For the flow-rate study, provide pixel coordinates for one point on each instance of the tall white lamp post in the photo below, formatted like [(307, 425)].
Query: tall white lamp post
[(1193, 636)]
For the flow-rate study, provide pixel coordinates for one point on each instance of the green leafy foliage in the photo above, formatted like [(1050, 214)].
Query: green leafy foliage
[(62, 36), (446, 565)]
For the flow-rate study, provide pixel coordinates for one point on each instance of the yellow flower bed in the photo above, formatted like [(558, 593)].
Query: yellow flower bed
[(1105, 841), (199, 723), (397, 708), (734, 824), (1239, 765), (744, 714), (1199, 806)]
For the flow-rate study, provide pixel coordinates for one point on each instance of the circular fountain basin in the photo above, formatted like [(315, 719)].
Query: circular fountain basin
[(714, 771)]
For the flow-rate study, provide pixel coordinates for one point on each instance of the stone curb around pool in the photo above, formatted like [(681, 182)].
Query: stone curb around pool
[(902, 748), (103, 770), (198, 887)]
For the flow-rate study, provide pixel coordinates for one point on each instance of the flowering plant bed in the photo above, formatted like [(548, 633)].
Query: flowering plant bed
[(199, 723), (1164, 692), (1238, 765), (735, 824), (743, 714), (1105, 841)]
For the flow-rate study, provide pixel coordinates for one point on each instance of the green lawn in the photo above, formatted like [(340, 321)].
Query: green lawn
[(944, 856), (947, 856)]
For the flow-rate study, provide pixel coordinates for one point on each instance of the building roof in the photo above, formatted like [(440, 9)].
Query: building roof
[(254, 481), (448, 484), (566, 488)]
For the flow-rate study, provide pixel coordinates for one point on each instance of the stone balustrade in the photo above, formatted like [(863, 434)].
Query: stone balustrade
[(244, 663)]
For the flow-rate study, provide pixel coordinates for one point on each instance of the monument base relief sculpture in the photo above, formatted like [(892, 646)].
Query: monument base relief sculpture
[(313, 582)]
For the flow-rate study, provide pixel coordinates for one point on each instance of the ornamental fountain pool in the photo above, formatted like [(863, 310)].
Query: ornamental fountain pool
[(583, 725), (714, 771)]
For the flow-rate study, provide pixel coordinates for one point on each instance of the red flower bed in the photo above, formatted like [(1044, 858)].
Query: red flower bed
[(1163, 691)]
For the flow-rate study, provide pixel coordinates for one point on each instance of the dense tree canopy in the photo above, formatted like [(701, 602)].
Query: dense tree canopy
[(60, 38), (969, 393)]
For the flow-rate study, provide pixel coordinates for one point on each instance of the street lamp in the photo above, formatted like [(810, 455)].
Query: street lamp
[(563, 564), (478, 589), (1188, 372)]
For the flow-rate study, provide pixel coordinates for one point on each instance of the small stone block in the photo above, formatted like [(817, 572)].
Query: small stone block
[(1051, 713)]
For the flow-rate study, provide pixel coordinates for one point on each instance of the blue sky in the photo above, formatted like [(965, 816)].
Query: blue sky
-------------------------
- GIVEN INSTRUCTION -
Quote only the lines from the line containing "like [(440, 9)]." through the end of the listing, please, keeping both the first and the last line.

- THE RESPONSE -
For the flow-rate study, provide pixel coordinates for one point on each instance of the building roof in the photo above, formatted like [(440, 9)].
Query: building roof
[(254, 481), (448, 484), (566, 488)]
For the flow-rate study, provide pixel coordinates for one point on each instance of the stone balustrade in the photo above, formatted like [(863, 434)].
Query: stone balustrade
[(244, 663)]
For the flow-rate study, provide pixel coordinates for one point on each instance of the monument base relief sculpture in the photo above, formatted like [(892, 646)].
Query: monument base relief sculpture
[(313, 582)]
For the flow-rate study, provide pixel coordinates for one point on each instance of the ornamental fountain pool in the photo above, formatted like [(863, 310)].
Query: ornamental fountain pool
[(583, 725), (714, 771)]
For the flow-rate study, provide pixel coordinates for one point on each instance of the red flower bed in the photo above, formatted like [(1044, 858)].
Query: red flower bed
[(1163, 691)]
For the flow-rate study, provide pixel coordinates for one point on each instance of the dense tree canopy in the photo above, formatted like [(701, 602)].
Query: dense tree canopy
[(60, 38), (969, 393)]
For the flow-rate study, provide pixel coordinates for one point on each instance of the street lamp in the photo above, formatted like [(810, 455)].
Query: street lamp
[(563, 564), (478, 589), (1188, 372)]
For the flow-rate study, provide pixel coordinates for one point on each instance of the small stone block in the photo above, formatted like [(817, 572)].
Query: small stone block
[(1051, 713)]
For the flow-rate study, provide pixel coordinates for one point on each instance of the blue sky in the photo above, formatted like [(965, 816)].
Query: blue sky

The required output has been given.